═══ SUPPLIED MATERIAL
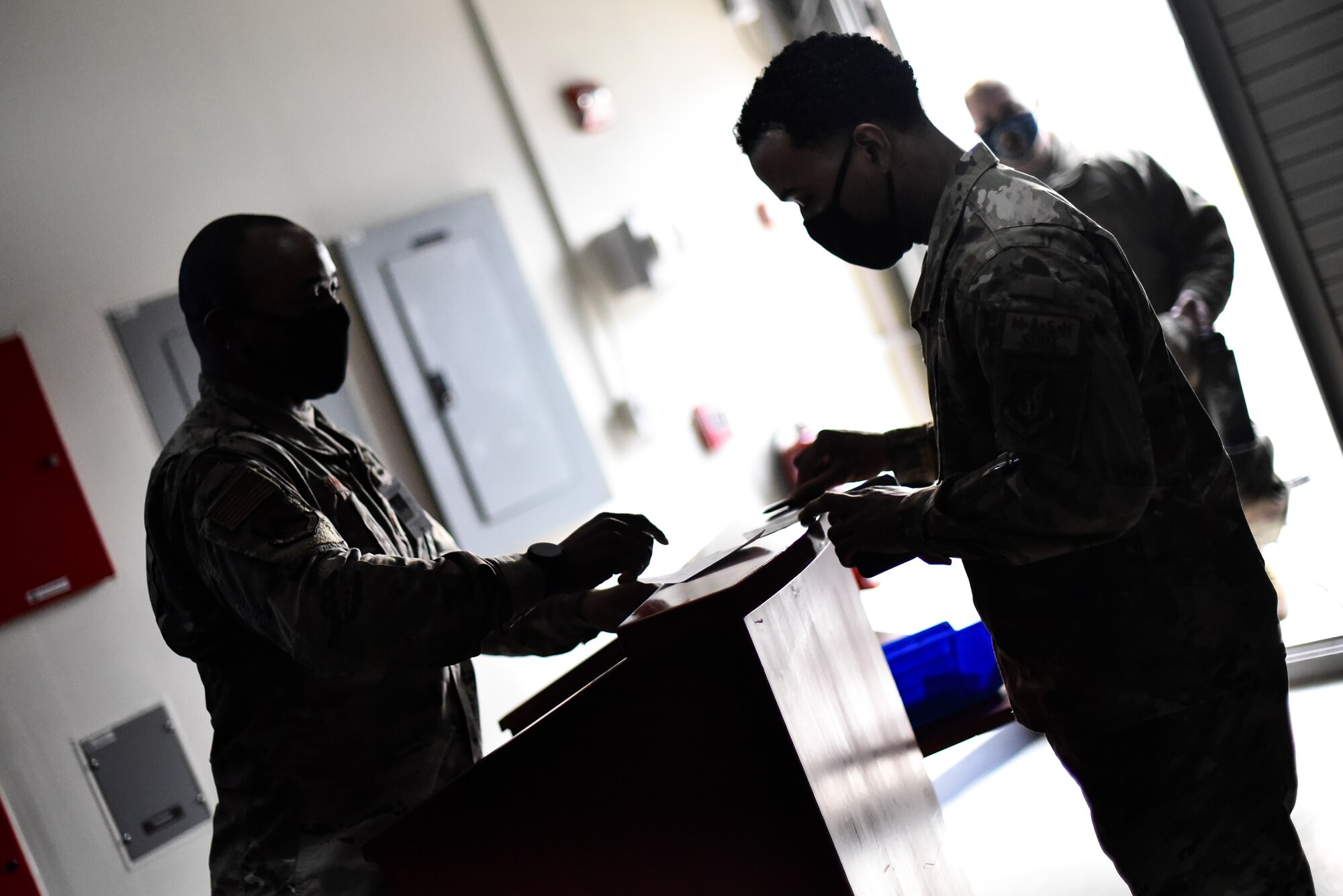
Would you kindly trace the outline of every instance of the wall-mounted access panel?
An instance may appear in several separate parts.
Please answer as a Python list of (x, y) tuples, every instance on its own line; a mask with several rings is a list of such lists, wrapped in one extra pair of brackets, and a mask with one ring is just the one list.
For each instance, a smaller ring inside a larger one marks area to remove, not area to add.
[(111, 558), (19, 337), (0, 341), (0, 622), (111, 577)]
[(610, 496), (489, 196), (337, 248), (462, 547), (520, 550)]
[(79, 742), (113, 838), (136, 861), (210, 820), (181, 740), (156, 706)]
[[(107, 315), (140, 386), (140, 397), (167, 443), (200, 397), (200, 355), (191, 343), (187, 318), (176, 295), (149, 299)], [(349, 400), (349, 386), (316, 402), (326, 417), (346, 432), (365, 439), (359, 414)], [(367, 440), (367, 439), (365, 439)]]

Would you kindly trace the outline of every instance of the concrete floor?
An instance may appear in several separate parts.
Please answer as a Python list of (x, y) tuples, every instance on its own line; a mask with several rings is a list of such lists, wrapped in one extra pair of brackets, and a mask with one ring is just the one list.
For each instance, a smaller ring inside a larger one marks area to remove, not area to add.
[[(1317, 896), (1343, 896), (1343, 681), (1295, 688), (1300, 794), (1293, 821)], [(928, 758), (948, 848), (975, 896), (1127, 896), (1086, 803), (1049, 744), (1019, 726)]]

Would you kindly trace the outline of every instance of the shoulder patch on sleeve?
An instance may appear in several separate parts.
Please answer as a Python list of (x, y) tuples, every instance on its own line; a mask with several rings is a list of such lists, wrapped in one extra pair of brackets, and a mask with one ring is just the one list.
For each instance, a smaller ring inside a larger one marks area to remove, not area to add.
══════
═══ SUPPLIED MATERIAL
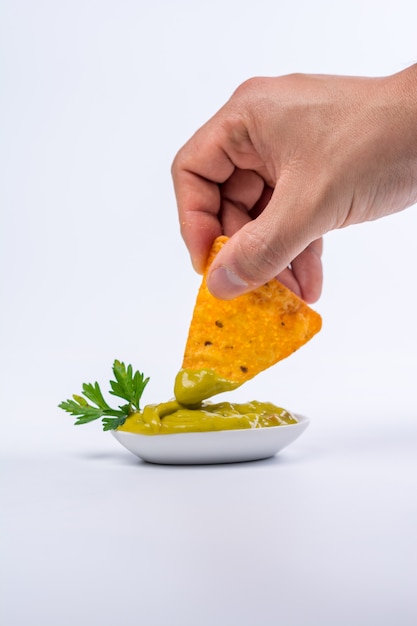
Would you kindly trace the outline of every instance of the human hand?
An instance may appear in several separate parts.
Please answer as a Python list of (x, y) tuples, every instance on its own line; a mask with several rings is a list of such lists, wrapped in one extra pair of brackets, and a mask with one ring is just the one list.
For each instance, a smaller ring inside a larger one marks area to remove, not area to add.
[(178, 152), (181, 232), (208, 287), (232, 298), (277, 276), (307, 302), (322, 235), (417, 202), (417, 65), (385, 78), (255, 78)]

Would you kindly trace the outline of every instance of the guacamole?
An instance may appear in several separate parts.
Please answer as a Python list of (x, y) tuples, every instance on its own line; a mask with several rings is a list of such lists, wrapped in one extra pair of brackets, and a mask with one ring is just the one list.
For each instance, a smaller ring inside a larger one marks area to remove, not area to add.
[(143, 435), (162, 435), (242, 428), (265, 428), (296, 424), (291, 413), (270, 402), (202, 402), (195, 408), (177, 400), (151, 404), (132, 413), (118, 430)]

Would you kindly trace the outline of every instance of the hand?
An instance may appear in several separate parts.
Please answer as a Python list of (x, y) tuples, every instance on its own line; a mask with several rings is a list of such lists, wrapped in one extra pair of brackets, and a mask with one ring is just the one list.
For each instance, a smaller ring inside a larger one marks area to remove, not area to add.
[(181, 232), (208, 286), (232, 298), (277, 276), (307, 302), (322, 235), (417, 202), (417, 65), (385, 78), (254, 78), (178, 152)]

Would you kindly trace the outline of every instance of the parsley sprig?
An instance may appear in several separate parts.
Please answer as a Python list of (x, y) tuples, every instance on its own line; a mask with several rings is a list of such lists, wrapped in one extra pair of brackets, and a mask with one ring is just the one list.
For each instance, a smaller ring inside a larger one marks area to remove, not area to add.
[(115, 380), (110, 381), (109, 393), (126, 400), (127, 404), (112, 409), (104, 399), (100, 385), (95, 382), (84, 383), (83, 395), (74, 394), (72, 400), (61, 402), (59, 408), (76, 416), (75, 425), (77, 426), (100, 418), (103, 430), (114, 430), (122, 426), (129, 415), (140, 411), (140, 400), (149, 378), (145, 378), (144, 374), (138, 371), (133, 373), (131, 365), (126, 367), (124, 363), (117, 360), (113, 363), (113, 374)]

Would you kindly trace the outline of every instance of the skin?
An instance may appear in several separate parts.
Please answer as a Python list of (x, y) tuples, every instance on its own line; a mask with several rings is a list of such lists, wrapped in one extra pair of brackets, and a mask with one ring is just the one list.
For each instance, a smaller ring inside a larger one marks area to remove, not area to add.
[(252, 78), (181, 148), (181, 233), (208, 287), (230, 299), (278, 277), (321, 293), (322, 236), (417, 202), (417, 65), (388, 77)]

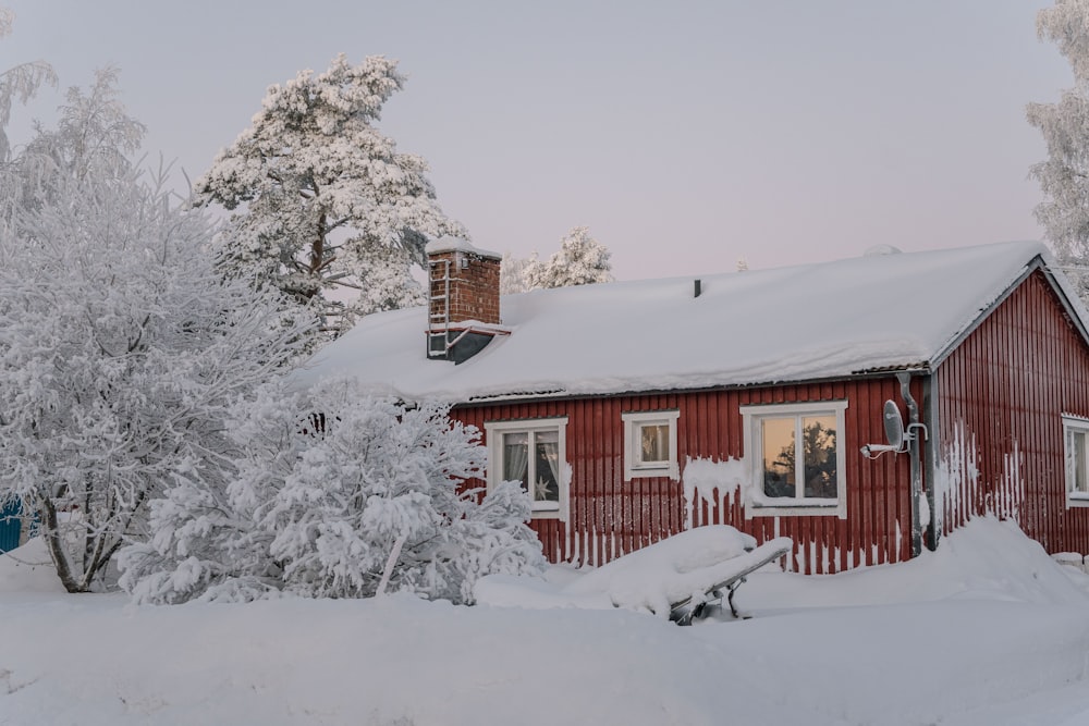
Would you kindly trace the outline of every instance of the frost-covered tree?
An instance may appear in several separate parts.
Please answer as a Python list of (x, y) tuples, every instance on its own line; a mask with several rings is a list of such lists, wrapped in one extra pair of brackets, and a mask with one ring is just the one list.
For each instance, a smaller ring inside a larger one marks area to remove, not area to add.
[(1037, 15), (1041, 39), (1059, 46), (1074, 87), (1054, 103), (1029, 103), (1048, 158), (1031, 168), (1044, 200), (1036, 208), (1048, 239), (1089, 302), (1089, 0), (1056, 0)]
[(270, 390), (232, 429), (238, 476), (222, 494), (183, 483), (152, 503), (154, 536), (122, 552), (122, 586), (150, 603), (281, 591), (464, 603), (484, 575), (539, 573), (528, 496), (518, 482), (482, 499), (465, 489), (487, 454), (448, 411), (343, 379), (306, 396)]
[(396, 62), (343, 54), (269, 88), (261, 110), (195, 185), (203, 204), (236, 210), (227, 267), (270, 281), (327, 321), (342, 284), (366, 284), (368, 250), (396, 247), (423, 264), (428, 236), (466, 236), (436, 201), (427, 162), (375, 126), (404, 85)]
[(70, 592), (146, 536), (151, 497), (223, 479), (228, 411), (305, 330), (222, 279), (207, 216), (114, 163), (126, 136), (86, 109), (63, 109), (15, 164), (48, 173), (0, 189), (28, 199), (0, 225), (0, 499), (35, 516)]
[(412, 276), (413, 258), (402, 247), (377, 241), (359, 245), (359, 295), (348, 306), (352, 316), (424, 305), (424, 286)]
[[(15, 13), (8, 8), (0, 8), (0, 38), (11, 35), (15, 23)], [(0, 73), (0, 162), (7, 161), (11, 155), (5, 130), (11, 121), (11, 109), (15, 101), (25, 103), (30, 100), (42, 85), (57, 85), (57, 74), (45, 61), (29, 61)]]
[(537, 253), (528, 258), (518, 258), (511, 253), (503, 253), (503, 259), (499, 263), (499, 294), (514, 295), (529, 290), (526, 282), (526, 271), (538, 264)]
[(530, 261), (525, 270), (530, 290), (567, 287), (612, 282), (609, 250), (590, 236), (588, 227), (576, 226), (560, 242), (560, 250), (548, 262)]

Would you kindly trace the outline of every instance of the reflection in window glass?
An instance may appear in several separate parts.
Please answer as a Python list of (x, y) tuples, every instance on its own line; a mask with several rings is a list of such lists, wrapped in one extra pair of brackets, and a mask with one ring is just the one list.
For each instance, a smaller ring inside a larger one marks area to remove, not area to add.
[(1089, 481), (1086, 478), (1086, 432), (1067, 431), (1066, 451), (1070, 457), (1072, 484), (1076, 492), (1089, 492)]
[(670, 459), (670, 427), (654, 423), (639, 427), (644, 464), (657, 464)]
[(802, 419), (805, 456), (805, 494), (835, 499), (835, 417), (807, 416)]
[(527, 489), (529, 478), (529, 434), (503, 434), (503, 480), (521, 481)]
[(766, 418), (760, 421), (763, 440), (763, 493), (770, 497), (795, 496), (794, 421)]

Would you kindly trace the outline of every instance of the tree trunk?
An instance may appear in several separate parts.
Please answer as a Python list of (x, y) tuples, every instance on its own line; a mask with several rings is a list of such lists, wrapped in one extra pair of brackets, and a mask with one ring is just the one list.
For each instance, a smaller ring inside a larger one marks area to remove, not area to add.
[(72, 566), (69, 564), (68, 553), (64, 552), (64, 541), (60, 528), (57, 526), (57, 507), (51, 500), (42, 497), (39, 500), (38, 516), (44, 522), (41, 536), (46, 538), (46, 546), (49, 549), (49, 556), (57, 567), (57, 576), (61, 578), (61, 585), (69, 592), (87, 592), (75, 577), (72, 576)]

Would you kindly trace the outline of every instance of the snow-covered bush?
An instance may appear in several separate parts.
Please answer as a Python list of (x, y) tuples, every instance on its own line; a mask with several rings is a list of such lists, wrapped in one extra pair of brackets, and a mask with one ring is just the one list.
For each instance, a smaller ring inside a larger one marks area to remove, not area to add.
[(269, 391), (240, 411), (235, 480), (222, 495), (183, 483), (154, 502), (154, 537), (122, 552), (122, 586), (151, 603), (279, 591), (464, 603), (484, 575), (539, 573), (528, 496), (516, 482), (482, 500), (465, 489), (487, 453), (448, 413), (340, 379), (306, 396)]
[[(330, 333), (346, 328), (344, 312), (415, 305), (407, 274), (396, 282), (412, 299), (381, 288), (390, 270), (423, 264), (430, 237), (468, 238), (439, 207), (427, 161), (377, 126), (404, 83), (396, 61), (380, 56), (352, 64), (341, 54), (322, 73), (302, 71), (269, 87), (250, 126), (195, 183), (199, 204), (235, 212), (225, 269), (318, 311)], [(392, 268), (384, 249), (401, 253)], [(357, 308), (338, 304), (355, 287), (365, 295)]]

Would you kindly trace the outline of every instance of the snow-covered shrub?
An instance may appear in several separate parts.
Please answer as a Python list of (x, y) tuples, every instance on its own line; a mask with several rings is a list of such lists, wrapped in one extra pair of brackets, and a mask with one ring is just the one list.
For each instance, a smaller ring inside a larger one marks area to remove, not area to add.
══════
═══ SUPPLIED MATERIAL
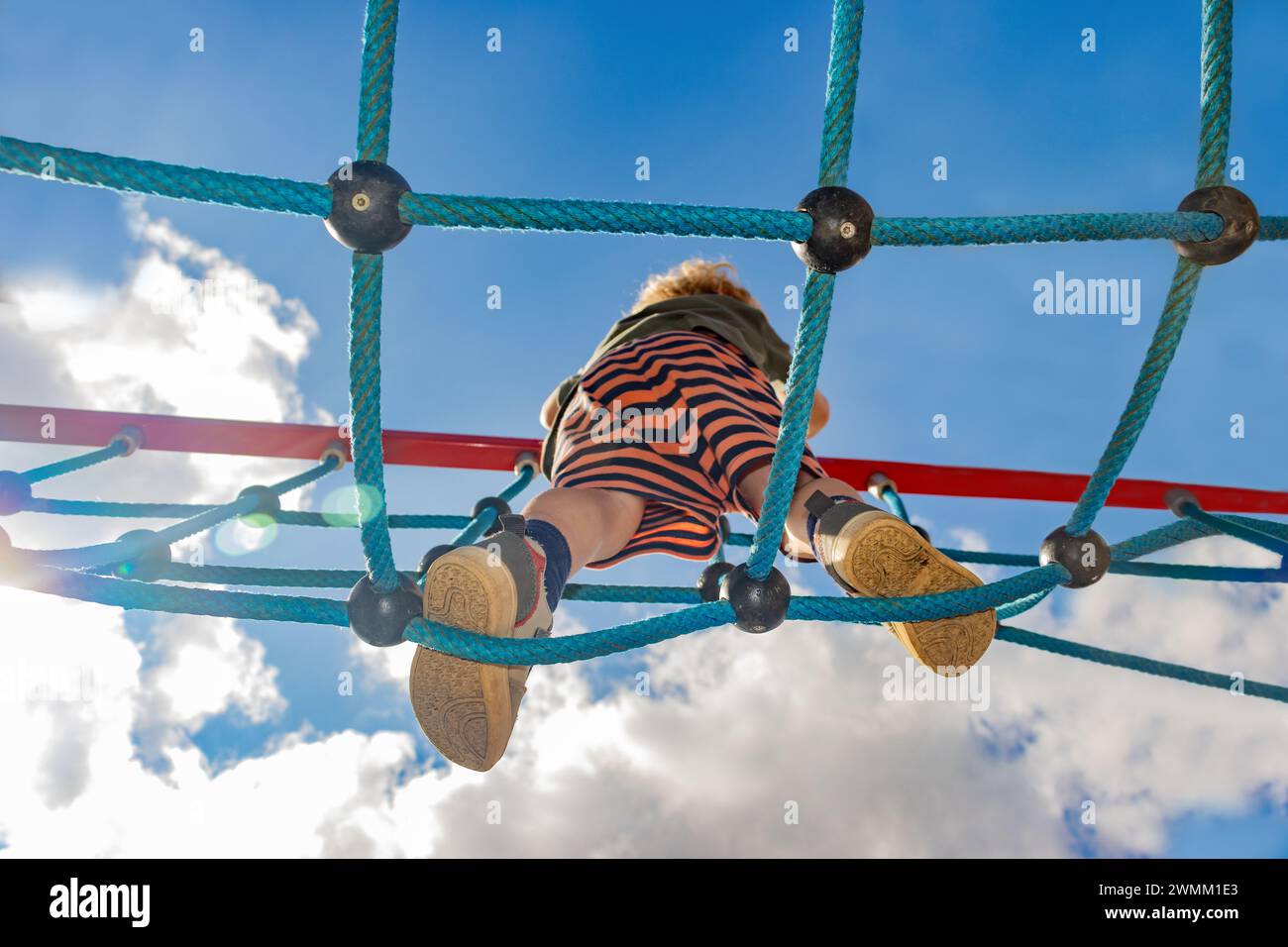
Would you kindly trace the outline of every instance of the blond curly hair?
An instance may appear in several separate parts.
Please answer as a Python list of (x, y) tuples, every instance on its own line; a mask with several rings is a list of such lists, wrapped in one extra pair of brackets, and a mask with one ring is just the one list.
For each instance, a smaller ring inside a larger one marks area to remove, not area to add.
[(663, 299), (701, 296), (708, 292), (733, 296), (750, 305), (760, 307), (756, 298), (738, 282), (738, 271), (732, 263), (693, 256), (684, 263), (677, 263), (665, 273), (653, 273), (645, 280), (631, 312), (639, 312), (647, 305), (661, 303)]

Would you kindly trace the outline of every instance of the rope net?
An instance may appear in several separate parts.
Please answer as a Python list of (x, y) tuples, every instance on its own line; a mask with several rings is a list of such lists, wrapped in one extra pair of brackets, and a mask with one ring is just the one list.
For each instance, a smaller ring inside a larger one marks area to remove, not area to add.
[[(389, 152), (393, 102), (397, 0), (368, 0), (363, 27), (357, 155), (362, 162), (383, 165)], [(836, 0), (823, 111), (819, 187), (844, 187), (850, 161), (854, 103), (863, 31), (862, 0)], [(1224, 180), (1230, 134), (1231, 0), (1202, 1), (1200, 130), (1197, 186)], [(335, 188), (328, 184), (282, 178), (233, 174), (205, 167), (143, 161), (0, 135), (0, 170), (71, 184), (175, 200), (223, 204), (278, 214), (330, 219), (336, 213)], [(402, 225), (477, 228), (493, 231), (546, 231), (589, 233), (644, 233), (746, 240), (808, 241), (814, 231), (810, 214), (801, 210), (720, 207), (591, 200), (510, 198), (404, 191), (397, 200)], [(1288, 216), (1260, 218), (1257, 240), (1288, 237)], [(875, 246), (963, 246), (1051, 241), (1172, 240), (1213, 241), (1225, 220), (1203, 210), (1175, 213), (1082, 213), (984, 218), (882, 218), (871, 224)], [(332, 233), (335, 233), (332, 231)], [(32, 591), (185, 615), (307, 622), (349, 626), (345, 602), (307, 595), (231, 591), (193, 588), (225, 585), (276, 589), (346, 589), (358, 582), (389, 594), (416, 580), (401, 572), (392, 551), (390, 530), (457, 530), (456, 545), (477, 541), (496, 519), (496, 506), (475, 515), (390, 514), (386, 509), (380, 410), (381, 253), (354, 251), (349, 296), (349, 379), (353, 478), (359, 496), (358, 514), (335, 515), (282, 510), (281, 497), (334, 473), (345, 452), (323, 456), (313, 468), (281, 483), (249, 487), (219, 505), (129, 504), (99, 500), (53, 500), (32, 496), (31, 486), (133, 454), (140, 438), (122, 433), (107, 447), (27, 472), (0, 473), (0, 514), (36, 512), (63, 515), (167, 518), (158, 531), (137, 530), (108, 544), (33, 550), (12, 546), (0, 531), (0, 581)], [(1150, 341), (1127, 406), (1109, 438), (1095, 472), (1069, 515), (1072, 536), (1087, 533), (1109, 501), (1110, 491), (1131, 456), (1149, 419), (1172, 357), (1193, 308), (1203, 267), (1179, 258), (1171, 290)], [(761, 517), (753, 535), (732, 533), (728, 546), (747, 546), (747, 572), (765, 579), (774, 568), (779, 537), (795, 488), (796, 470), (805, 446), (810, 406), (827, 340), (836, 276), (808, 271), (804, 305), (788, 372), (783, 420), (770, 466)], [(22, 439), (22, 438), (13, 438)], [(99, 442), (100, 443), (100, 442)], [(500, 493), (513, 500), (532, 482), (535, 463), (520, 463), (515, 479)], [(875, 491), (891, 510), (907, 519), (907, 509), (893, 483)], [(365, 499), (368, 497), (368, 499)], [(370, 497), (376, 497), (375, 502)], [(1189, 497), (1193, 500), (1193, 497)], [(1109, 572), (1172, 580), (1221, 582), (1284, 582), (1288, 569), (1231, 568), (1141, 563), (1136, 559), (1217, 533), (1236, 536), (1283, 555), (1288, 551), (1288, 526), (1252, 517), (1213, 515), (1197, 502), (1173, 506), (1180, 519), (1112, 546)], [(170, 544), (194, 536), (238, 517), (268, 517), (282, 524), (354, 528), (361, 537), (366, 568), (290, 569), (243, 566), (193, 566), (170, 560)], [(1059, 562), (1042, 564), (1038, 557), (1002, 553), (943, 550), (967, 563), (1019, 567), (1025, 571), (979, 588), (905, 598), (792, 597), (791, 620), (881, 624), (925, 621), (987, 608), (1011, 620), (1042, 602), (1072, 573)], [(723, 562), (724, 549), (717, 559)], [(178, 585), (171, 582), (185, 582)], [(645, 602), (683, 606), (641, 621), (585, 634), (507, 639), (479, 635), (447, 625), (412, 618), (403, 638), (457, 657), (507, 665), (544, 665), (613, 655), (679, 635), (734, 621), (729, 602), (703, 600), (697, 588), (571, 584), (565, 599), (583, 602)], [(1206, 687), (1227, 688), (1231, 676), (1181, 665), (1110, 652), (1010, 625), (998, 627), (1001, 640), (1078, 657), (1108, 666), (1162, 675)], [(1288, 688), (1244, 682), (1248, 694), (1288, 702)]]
══════
▶ **PROBLEM DETAILS**
Retype word for word the lines of data beginning with the line that contains "of the hand?" and continuing through the line that contains "78), (178, 152)]", including both of those lines.

▶ **ANSWER**
Would you kindly trace the outline of every instance of the hand?
An instance may appear in several separate parts.
Please answer as a Python list of (x, y) tuples, every instance on its own line; a mask with several rings is a list of such lists, wrapped in one extra pair of brackets, and a mask with one ring is just the one list.
For each instance, a smaller ring inside a larger one marks area to remove, not area to add.
[(181, 232), (208, 286), (232, 298), (277, 276), (307, 302), (322, 235), (417, 202), (417, 65), (385, 78), (254, 78), (178, 152)]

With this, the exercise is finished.